[Task prompt]: Read through the lines below and copy the ones holding the string "cloud".

________________________________________

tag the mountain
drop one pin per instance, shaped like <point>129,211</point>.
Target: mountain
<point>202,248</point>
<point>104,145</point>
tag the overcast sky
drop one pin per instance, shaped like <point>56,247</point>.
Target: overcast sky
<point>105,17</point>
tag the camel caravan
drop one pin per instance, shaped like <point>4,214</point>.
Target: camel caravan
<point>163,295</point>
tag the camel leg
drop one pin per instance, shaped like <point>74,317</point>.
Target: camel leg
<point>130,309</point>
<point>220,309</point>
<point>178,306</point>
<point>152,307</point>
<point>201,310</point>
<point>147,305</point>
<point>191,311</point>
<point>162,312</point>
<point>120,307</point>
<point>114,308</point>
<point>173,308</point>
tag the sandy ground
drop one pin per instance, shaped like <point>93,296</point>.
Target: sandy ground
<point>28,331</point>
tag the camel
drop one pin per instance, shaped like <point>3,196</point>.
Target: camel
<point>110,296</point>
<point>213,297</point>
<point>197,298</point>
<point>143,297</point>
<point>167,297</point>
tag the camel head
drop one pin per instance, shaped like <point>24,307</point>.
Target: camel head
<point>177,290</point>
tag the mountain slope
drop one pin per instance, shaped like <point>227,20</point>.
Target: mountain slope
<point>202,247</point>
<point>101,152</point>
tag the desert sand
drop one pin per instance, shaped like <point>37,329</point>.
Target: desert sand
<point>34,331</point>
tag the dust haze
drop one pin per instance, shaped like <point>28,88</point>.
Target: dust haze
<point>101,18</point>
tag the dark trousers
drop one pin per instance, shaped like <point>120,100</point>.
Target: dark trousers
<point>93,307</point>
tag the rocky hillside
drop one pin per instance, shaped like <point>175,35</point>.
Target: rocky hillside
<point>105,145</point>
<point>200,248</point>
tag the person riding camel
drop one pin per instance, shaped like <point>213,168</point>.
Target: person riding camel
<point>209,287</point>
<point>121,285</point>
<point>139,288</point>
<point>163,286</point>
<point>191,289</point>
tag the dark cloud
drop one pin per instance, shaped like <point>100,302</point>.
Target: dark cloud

________________________________________

[Exercise solution]:
tag the dark cloud
Target: dark cloud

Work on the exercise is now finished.